_THE TASKS:_
(a) In the text on handling global allocations for 64-bit targets:
(i) On 64-bit targets, what do global allocations take instead of being promoted to registers?
(ii) What could happen if global allocation declarations showed up in the resulting SPIR-V code?
(iii) What bug number is listed?
(b) Carry on the text about handling global allocations for 64-bit targets from the point where it stops.

_TEXT PROVIDED:_
Handle global allocations for 64-bit targets

On 64-bit targets global allocations are not promoted to registers and take
memcpys instead when accessed, so the analysis in global allocation LLVM
pass is extended to handle that case. A new LIT testcase is added.

This CL also removed global allocation declarations from LLVM IR to
prevent them from showing in the result SPIR-V code, which otherwise
may crash certain Vulkan drivers.

Bug: 30964317
Test: RSoVTest, RSoV lit tests
Change-Id: Id8531781599130c152816d7eb551999458c075e2
diff --git a/rsov/compiler/GlobalAllocPass.cpp b/rsov/compiler/GlobalAllocPass.cpp
index 06e468c..ef0b020 100644
--- a/rsov/compiler/GlobalAllocPass.cpp
+++ b/rsov/compiler/GlobalAllocPass.cpp
@@ -30,6 +30,19 @@
 namespace rs2spirv {
 
 namespace {
+bool collectGlobalAllocs(Module &M,
+                         SmallVectorImpl<GlobalVariable *> &GlobalAllocs) {
+  for (auto &GV : M.globals()) {
+    if (!isRSAllocation(GV))

_DATA LINES:_
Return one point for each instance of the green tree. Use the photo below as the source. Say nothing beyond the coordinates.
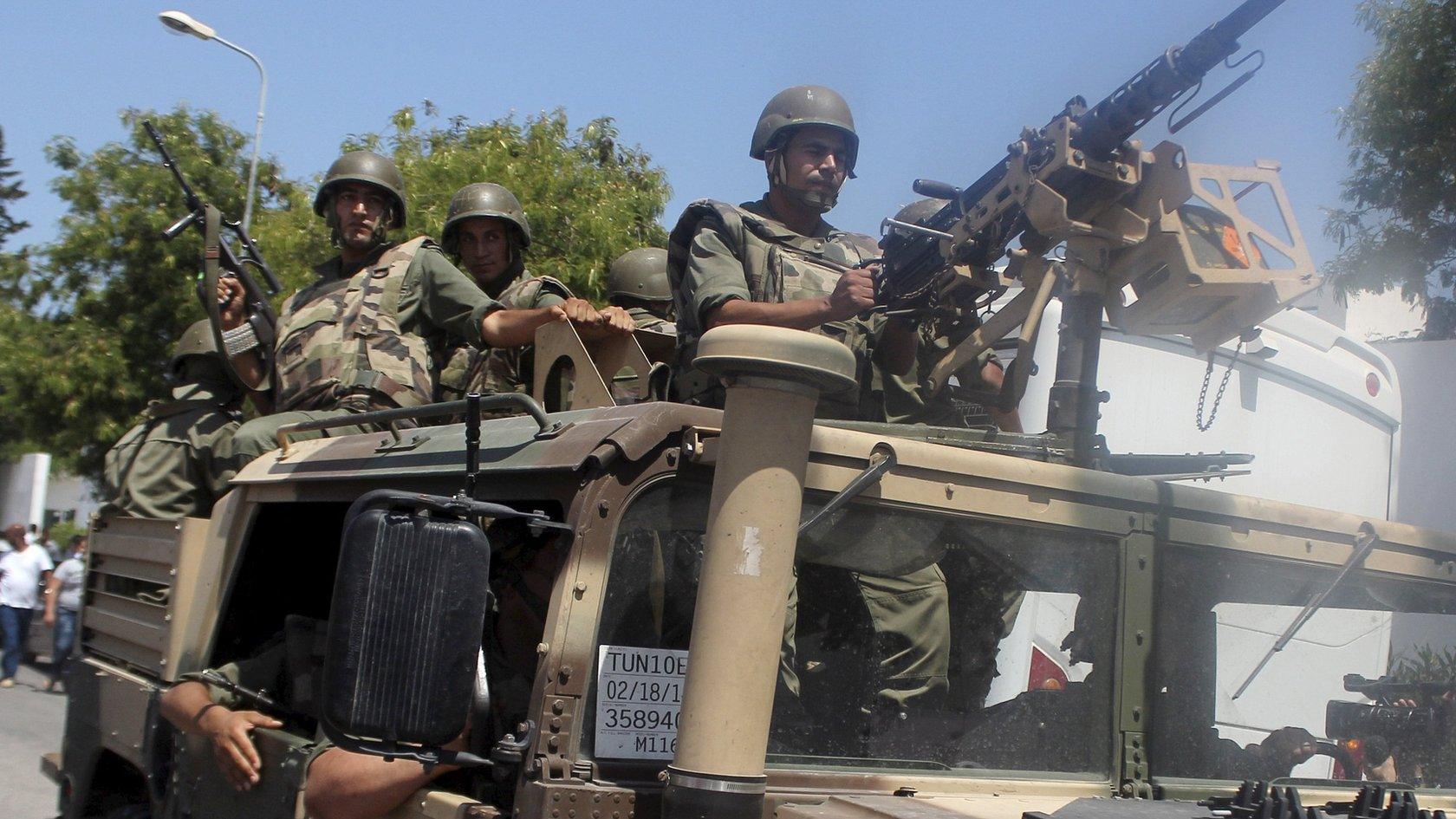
(1400, 228)
(92, 316)
(587, 197)
(10, 192)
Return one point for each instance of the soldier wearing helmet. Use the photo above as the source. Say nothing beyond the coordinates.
(907, 400)
(488, 232)
(178, 459)
(777, 261)
(637, 282)
(360, 337)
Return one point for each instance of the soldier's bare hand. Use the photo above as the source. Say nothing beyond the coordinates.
(582, 312)
(231, 302)
(854, 293)
(618, 320)
(231, 733)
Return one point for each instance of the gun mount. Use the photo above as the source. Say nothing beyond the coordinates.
(1162, 245)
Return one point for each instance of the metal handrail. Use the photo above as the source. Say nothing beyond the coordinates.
(497, 401)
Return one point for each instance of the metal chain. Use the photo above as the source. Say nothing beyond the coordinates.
(1218, 397)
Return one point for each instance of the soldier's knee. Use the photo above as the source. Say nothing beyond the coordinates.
(255, 438)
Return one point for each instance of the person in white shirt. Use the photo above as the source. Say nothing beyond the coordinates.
(23, 571)
(63, 603)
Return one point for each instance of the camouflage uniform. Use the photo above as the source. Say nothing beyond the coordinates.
(357, 341)
(719, 252)
(504, 369)
(647, 320)
(179, 458)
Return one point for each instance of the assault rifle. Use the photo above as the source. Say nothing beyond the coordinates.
(218, 260)
(1119, 211)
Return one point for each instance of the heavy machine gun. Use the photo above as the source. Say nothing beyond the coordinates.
(218, 260)
(1132, 245)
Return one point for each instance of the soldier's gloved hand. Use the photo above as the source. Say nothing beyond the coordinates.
(231, 733)
(618, 320)
(582, 312)
(854, 293)
(231, 302)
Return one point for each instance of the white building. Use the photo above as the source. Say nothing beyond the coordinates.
(32, 493)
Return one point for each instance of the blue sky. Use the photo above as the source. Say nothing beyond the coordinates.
(938, 89)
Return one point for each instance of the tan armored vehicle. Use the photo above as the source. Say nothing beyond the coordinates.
(670, 534)
(650, 609)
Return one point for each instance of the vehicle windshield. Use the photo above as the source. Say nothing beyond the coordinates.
(1220, 613)
(914, 640)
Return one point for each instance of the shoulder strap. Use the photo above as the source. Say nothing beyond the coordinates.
(550, 284)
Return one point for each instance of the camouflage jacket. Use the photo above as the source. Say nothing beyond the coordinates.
(718, 252)
(504, 369)
(363, 338)
(647, 320)
(178, 459)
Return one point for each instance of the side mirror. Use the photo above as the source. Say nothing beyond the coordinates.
(406, 624)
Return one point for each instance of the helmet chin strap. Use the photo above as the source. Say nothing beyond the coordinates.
(819, 201)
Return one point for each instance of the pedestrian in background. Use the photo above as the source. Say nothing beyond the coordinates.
(63, 601)
(23, 571)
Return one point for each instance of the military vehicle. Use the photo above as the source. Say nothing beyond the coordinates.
(632, 608)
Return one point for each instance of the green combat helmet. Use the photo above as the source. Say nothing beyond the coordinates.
(485, 198)
(197, 340)
(804, 105)
(364, 166)
(641, 276)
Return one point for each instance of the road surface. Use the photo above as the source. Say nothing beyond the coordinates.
(29, 725)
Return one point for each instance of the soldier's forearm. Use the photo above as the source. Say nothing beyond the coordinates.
(342, 784)
(805, 314)
(250, 367)
(182, 703)
(513, 328)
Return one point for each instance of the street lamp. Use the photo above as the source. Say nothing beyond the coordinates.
(179, 23)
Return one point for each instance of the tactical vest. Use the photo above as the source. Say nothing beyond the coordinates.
(777, 270)
(500, 369)
(340, 341)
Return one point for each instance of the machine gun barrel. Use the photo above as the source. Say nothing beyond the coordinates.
(1115, 120)
(912, 260)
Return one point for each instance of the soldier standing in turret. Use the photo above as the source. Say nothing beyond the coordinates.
(777, 263)
(355, 340)
(486, 229)
(179, 458)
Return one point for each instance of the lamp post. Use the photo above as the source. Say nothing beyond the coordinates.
(179, 23)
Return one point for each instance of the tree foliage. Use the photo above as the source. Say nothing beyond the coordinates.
(586, 196)
(1400, 226)
(91, 318)
(10, 192)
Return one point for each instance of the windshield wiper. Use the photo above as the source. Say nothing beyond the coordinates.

_RESPONSES PER TASK:_
(a)
(i) They take memcpys when accessed.
(ii) They may crash certain Vulkan drivers.
(iii) 30964317

(b)
+      continue;
+
+    DEBUG(GV.dump());
+    GlobalAllocs.push_back(&GV);
+  }
+
+  return !GlobalAllocs.empty();
+}
+
 //
 // This pass would enumerate used global rs_allocations (TBD) and
 // lowers calls to accessors of the following type:
@@ -74,25 +87,43 @@
     DEBUG(dbgs() << "RS2SPIRVGlobalAllocPass end\n");
     return true;
   }
+};
 
-private:
-  bool collectGlobalAllocs(Module &M,
-                           SmallVectorImpl<GlobalVariable *> &GlobalAllocs) {
-    for (auto &GV : M.globals()) {
-      if (!isRSAllocation(GV))
-        continue;
+// A simple pass to remove all global allocations forcibly
+class RemoveAllGlobalAllocPass : public ModulePass {
+public:
+  static char ID;
+  RemoveAllGlobalAllocPass() : ModulePass(ID) {}
+  const char *getPassName() const override {
+    return "RemoveAllGlobalAllocPass";
+  }
 
-      DEBUG(GV.dump());
-      GlobalAllocs.push_back(&GV);
+  bool runOnModule(Module &M) override {
+    DEBUG(dbgs() << "RemoveAllGlobalAllocPass\n");
+    DEBUG(M.dump());
+
+    SmallVector<GlobalVariable *, 8> GlobalAllocs;
+    const bool CollectRes = collectGlobalAllocs(M, GlobalAllocs);
+    if (!CollectRes)
+      return false; // Module not modified.
+    // Remove global allocations
+    for (auto *G : GlobalAllocs) {
+      G->eraseFromParent();
     }
-
-    return !GlobalAllocs.empty();
+    DEBUG(dbgs() << "RemoveAllGlobalAllocPass end\n");
+    DEBUG(M.dump());
+    // Return true, as the pass modifies module.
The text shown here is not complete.